*Page excerpt*:
begin
# Battery charging



## wp1234 (Sep 29, 2009)

Hi,
Just trying to work out how the charging works on my Autotrail Cheyenne 696 , would appreciate some guidance since the manual I have is not that clear, the charger is a Sargent EC325 unit.

The questions:

Am I right in leaving the EC325 power switch in the ON position at all times when connected to 240v supply ? My MH is plugged in all time time at home.

Can I over cook a battery with this charger.

Will this unit charge the engine battery or just the leisure ones? 
I suspect it will do both but to do so I to would need switch over the batteries I need charging at the control panel above entrance door to divert charge ?


----------



## chopper (May 22, 2005)

hi

see my thread that i started with a simple question some of the answers might help u


----------



## maxautotrail (Aug 21, 2007)

wp1234 said:


> Hi,
> Just trying to work out how the charging works on my Autotrail Cheyenne 696 , would appreciate some guidance since the manual I have is not that clear, the charger is a Sargent EC325 unit.
> 
> The questions:
> ...


When its on the drive my motorhome is plugged in to the mains all the time with no problems.

To charge the engine battery press the top right button above the door. This will charge the engine battery rather than the leisure.

Hope that helps

Keith


----------



## Sargent (Feb 1, 2008)

Hi wp1234 the answers to the questions are as follows:

Yes, you can leave the charger switched on all of the time, the unit has a multi stage charger within it so will do the nessasary charging and then fall back to maintainance charge.

The unit is current limited and also as above multistage to prevent overcharging. If a battery has a faulty cell then the unit cannot tell this and so will charge continuously, but i would suspect you would have identified this as the battery would appear to have very little capacity when not on charge.

The unit will charge either battery but only one at a time, so you are correct in that you need to divert the energy from the charger to the respective battery. The 325 also contains a solar regulator which can charge both batteries at the same time (if a solar panel is fitted) sorry to state the obvious?

If you have any other questions then please do not hesitate to contact us directly on the support tel no 01482 678981

Best regards

Ian Sargent


----------



## wakk44 (Jun 15, 2006)

Sargent said:


> Hi wp1234 the answers to the questions are as follows:
> 
> Yes, you can leave the charger switched on all of the time, the unit has a multi stage charger within it so will do the nessasary charging and then fall back to maintainance charge.
> 
> ...


Hi Ian,

Do your older PSU's such as the 2005 and 2007 have the multi stage charger feature ?


----------



## Sargent (Feb 1, 2008)

Hi wakk44 no unfortunately these units have a fixed voltage charger, with a set point 13.8v

Ian S


----------



## steco1958 (Mar 5, 2009)

As an addition to the post by "Sargent", I would also at times, leave a few lights on in the MH, and allow the battery to be discharged, and then recharge the battery.
end
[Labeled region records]
begin
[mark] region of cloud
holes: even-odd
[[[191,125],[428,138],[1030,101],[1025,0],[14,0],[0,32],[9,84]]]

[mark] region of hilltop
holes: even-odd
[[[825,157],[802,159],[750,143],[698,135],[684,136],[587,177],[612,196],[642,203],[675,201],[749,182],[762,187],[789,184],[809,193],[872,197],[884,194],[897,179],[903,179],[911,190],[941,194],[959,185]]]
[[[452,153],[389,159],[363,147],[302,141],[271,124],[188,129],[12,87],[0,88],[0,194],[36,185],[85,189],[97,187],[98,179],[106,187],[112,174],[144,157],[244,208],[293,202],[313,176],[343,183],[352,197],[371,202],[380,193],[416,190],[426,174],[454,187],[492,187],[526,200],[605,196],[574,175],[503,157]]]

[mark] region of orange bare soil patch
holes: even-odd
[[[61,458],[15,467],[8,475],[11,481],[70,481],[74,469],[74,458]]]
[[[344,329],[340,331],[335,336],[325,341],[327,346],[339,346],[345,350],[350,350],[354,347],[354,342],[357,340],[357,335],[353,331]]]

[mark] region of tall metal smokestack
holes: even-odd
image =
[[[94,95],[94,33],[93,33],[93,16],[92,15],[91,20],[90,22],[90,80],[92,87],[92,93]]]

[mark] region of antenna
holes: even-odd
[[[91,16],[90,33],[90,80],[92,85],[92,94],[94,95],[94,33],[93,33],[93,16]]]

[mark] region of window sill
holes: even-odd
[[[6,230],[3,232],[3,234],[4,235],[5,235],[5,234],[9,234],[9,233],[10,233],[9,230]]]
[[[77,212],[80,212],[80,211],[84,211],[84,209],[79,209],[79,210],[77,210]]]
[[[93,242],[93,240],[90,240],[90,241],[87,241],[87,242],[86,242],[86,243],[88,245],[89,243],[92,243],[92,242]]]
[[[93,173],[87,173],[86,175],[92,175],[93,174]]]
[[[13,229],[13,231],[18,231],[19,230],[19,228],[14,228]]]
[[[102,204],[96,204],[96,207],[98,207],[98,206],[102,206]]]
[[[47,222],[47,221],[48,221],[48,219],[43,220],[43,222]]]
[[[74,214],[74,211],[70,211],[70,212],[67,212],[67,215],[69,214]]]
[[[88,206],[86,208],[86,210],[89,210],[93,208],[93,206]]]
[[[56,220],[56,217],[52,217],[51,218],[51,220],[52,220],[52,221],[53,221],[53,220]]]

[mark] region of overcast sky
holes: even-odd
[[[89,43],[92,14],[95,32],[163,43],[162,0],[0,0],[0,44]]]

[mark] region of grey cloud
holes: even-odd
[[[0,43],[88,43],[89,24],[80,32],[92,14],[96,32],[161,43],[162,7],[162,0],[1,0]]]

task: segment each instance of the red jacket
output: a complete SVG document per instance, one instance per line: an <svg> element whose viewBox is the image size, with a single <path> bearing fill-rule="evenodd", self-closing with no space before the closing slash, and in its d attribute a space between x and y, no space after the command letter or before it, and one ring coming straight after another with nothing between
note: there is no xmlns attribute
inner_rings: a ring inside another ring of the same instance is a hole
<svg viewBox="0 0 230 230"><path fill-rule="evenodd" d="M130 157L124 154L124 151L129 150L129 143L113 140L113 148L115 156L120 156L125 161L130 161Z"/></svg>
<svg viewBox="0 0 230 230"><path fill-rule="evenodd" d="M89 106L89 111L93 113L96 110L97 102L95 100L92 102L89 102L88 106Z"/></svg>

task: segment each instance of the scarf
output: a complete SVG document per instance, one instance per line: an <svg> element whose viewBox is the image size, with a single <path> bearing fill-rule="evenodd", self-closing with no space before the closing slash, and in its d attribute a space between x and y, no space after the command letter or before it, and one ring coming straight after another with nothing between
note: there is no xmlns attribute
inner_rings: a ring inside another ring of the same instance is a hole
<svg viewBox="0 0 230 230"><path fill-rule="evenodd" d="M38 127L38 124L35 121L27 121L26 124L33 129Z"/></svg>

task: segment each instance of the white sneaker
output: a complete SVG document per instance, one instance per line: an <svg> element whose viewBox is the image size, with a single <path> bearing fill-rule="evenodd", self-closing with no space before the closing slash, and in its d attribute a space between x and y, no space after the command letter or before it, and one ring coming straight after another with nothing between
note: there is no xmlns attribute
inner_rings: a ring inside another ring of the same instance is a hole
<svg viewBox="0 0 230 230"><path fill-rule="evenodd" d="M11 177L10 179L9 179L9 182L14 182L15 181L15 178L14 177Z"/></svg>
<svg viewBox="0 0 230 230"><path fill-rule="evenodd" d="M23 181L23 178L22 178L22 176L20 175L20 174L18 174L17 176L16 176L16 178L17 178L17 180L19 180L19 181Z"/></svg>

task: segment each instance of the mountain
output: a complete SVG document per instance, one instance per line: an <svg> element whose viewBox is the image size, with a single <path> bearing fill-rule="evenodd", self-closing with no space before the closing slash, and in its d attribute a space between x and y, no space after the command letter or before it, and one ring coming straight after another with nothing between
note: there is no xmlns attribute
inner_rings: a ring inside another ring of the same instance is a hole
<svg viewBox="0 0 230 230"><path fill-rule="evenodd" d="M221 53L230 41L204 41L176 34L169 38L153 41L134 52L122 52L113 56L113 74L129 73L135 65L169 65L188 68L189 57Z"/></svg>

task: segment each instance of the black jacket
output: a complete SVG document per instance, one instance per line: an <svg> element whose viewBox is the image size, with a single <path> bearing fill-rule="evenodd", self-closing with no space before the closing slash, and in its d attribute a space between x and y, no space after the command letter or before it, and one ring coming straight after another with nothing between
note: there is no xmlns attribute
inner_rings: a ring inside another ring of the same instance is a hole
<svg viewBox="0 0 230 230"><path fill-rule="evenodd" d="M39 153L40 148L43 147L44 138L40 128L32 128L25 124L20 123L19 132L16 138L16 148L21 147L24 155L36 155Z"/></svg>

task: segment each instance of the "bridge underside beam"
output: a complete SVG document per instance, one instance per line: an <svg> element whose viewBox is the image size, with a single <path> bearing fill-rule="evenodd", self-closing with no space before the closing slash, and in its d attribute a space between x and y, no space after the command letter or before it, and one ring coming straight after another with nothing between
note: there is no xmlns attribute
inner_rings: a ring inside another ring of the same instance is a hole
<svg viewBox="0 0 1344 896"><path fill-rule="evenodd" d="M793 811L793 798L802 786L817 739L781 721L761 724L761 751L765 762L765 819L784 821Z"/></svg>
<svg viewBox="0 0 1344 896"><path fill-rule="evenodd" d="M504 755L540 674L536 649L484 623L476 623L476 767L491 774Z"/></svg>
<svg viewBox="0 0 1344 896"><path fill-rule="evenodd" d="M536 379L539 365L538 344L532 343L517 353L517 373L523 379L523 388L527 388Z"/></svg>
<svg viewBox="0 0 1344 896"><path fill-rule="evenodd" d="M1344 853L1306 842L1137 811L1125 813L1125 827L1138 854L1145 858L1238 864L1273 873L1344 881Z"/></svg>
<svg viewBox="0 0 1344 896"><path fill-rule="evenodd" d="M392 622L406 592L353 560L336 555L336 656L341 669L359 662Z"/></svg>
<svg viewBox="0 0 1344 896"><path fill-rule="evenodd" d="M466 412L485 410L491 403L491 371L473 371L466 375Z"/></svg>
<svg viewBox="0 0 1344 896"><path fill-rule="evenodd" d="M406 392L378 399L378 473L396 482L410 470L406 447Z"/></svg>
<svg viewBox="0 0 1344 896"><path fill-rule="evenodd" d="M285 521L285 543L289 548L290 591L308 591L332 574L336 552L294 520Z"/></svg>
end
*Tasks and exercises*:
(A) According to the battery charging thread, what is the set-point voltage of the older fixed-voltage charger units?
(B) List the usernames of everyone who posts in the battery charging thread.
(C) Pick up the battery charging thread after its final sentence and carry it on.

*Answer set*:
(A) 13.8v

(B) wp1234, chopper, maxautotrail, Sargent, wakk44, steco1958

(C)
This then conditions the battery, I was told many years ago that you should allow the battery to be discharged, and then recharge at least every 6 months.


----------



## Mrplodd (Mar 4, 2008)

Ian

Is it possible to retro fit the multi stage charger to earlier vehicles My 2003 Autotrail Dakota has a PSU 2007 unit??

I was thuinking about a Ctek charger conditioner to prolong the life of a couple of new 110 A/hr leisure batteries, but if I can retro fit one of your newer units for a sensible price that would seem to be the way to go !!


----------



## Sargent (Feb 1, 2008)

Hi Mrplodd, it is possible to upgrade from 2007 to EC325, as the systems were designed to have an upgrade path, but there are some additional features that require a small amount of work to be undertaken, ie there is a battery temp sensor to run from the EC325 PSU to the battery compartment, this is to ensure the correct charging of the battery.
If you would like to call the support people they can advise what work is required and how this could be carried out.

The support number is 01482 678981

Best regards

Ian S


----------



## wakk44 (Jun 15, 2006)

Mrplodd said:


> Ian
> 
> Is it possible to retro fit the multi stage charger to earlier vehicles My 2003 Autotrail Dakota has a PSU 2007 unit??
> 
> I was thinking about a Ctek charger conditioner to prolong the life of a couple of new 110 A/hr leisure batteries, but if I can retro fit one of your newer units for a sensible price that would seem to be the way to go !!


I have also considered upgrading to the EC325 system,the intelligent battery charger,solar panel connection,and the feature which is very useful to us that don't use ehu much-the battery current being drawn or put in(solar panel).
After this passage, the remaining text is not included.